2.1 We shall use reasonable efforts, in accordance with the customary state of the art principles, to ensure that emails sent by You are properly routed to their recipients’ electronic mailboxes. To this end, We shall provide You with an online automatic monitoring service, enabling You to update and modify your mailing lists and emailing campaigns in real-time.
You may also subscribe to additional recommended services in order to improve the Service. Such additional services shall be invoiced separately and shall be provided only after your prior acceptance of a quotation and areas referenced in the Specific Terms.
2.2 Support and Service Levels
You shall be responsible for appointing an administrator (the "Administrator"), who shall be in charge of collecting information and assistance requests from your users and for trying to respond to them.
We shall provide second level support for the Service ("Support"), consisting of (i) responding to the Administrator’s requests for information and support in connection with use of the Service, or (ii) resolving anomalies arising from use of the Service that the Administrator has not been able to fix despite its best first level support efforts.
The Administrator is to create a Support ticket by sending a request to: [email protected] including as much detail as possible relating to the request for Support, it being agreed that only the Administrator may contact/access the Support service.
3.1 Use of the Services
You shall comply with the terms and use restrictions, if any, set out in these present Terms, and in the Operating Policies. You shall be responsible for ensuring that your users also comply with said Terms and use restrictions.
You shall not interfere with or disrupt operation of the Service and shall comply with the Agreement for access to and use of this service.
When You use the Instantly API, You shall be responsible for your usage of the Instantly platform and shall limit your API calls to a reasonable volume. Instantly reserves the right, at its sole discretion, to take any necessary action to address any improper use.
You subscribe to the Services in your name and on your behalf, and You are not entitled to send via our Services promotional emails for a third-party, nor to assign the use of all or part of the Services to your own customers, even for free;
As an indirect Instantly subscriber, You subscribe to the Services in Your name but on behalf of your own clients with the objective of managing and/or reselling Instantly to your clients. Specific Terms will be applicable to this usage, including that You must use sub-accounts to separate email traffic of your own clients using the Services and are responsible for the necessary support for the End Users.
You shall keep confidential and secure all credentials, User IDs and passwords associated with your account, and to immediately notify Us of any unauthorized use of your account, or of any theft or loss of credentials allowing access to the account. Each account is personal and can only be accessed and used by You or the users duly authorized by You. You recognize and acknowledge that You may be liable for any unlawful, wrongful or fraudulent use of the account, and You shall indemnify and hold Us harmless against any action or claim arising from such a use. We reserve the right to request proof of your identity or authority before granting access to your account.
You shall be solely and wholly liable (i) for any Data, information or content, in particular the content of emails, or newsletters sent by You through the Service, including if such content is provided by a third party, such as an SMTP relay or via the routing of an entire infrastructure (hereinafter collectively referred to as "Content"), and (ii) for the Content’s compliance with the regulations in force in accordance with article 4 below.

Given task 1 | According to the email service terms, who is the only party allowed to contact or access the Support service?
Given task 2 | Write the next part of the email service terms, picking up right after their final sentence.
The lines after this text come from a different source.

(Examples of point labeling)
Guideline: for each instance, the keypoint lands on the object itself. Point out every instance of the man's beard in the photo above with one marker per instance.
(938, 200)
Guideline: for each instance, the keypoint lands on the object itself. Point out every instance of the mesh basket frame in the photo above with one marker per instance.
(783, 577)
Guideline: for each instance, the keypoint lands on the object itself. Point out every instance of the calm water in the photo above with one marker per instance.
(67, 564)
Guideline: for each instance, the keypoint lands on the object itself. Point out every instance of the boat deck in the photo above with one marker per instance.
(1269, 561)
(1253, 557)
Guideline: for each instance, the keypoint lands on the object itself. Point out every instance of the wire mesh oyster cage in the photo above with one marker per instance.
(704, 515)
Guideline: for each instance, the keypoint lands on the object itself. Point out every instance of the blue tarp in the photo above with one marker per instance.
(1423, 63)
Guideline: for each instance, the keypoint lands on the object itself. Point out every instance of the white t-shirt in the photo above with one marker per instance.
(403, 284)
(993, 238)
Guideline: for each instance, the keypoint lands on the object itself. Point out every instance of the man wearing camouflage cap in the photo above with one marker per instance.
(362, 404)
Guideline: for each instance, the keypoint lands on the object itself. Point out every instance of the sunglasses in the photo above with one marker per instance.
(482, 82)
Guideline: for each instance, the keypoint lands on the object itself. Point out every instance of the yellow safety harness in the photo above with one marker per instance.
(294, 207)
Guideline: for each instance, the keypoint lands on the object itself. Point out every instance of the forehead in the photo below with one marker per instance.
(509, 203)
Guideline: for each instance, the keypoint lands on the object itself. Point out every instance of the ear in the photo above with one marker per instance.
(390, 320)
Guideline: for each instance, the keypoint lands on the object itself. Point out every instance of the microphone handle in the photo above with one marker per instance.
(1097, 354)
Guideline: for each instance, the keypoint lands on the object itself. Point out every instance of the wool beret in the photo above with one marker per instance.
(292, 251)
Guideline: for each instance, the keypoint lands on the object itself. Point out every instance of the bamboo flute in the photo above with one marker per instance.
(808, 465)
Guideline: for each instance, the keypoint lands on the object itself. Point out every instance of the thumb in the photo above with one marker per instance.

Exercise result 1 | Only the Administrator may contact or access the Support service.

Exercise result 2 |
You acknowledge and warrant that the Content, whether in whole or in part, shall in no event:
You acknowledge that We have the right, but not the obligation, to monitor the Service and any Data submitted to the Service. To comply with legal obligations in this respect, We may take any actions (including removing Content or denying routing of certain Data and emails) We reasonably believe are necessary to prevent unlawful activity in connection with the Service.
You expressly acknowledge and agree that Instantly shall not be liable for any loss or destruction of the Content, including the Data, and that You shall be responsible for ensuring that You have proper backups thereof.
3.4 Sending Policy
You undertake to comply with Our Sending Policy and, in particular, You acknowledge that You have been informed that in the event of breach of the provisions of this Policy, in particular if emails are sent to recipients who did not specifically ask to receive such emails, or if We receive an unusual number of complaints, We shall be entitled to terminate your subscription and/or close the master account or any associated sub-account, in which case You shall not be entitled to claim any refund or compensation.
We also reserve the right to temporarily limit your sending – which means that your daily and total emails sent will be limited in number and You will need to take the necessary measures to ensure that your practices comply with our Policy and requirements – before Instantly can lift the temporary sending limit and allow You to send your desired volumes. A temporary sending limit subsequent to a breach of your contractual obligations means that You will remain liable for the payment of the amounts contractually due during the limitation period despite the limitation on your email sending options and no refund whatsoever will be made.
3.5 Fair Usage Policy
Instantly.ai operates under a Fair Use Policy in order to prevent potential abuse.
When You use the Instantly platform, You shall be responsible for your usage of the Instantly platform and shall limit your accounts connected through custom IMAP-SMTP - that are not from one of these popular providers: Google, Outlook, Office365, and Zoho - to a reasonable volume.
We reserve the right, at our sole discretion, to take any necessary action to address any improper use to protect the quality and efficiency of our services. Instantly also reserves the right to remove an account from its email 'warmup' service if the said account poses a risk to the performance of other connected accounts.
Instantly.ai's plans offer up to a maximum of 100 connected email accounts per workspace at any given time - unless we enter into a separate agreement with you that specifies a different limit, governed by an applicable further Order Form.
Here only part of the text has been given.